* **Material shown**:
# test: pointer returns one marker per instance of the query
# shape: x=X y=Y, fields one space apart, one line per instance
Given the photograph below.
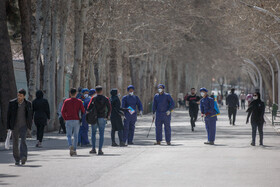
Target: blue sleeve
x=154 y=105
x=123 y=102
x=171 y=103
x=139 y=104
x=202 y=108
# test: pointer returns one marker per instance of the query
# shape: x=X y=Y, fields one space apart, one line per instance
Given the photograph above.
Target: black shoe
x=93 y=151
x=122 y=144
x=100 y=152
x=114 y=144
x=157 y=143
x=23 y=160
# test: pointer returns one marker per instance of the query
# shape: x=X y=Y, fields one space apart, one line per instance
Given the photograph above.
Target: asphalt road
x=188 y=162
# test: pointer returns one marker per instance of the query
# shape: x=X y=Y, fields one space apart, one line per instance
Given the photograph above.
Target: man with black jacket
x=103 y=108
x=193 y=101
x=232 y=102
x=19 y=120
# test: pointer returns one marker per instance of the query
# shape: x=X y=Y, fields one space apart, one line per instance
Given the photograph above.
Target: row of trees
x=181 y=44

* **Description of the task**: Rewrite the whole listing above as a JSON list of strings, one string per line, leaving out blank lines and the pictures.

* **Exercise answer**:
[
  "# test: pointer returns one marker per instance of the query",
  "# shape: x=X y=Y, fields one space apart, one line per instance",
  "Given the photograph below.",
  "Target: blue sleeve",
  "x=154 y=105",
  "x=123 y=102",
  "x=171 y=103",
  "x=139 y=104",
  "x=202 y=108",
  "# test: pointer returns one marker per instance of the query",
  "# shape: x=X y=Y, fields one space apart, one line per instance",
  "Given the photograph above.",
  "Target: black shoe",
  "x=93 y=151",
  "x=122 y=144",
  "x=100 y=152",
  "x=114 y=144",
  "x=157 y=143",
  "x=23 y=160",
  "# test: pointer returns one marker per instance of the query",
  "# shape: x=X y=Y, fields one space apart, one line per instance",
  "Given the photograph above.",
  "Target: asphalt road",
  "x=188 y=162",
  "# test: pointer returns one marker per instance of the query",
  "# shape: x=X y=Y, fields one space apart, one line per instance",
  "Given the photograph above.",
  "Target: man with black jacket",
  "x=103 y=108",
  "x=193 y=101",
  "x=232 y=102",
  "x=19 y=120",
  "# test: pointer returns one marker per instance of the query",
  "# shape: x=X y=Y, fields one space apart, one line per instance",
  "Given the photograph above.",
  "Target: row of trees",
  "x=181 y=44"
]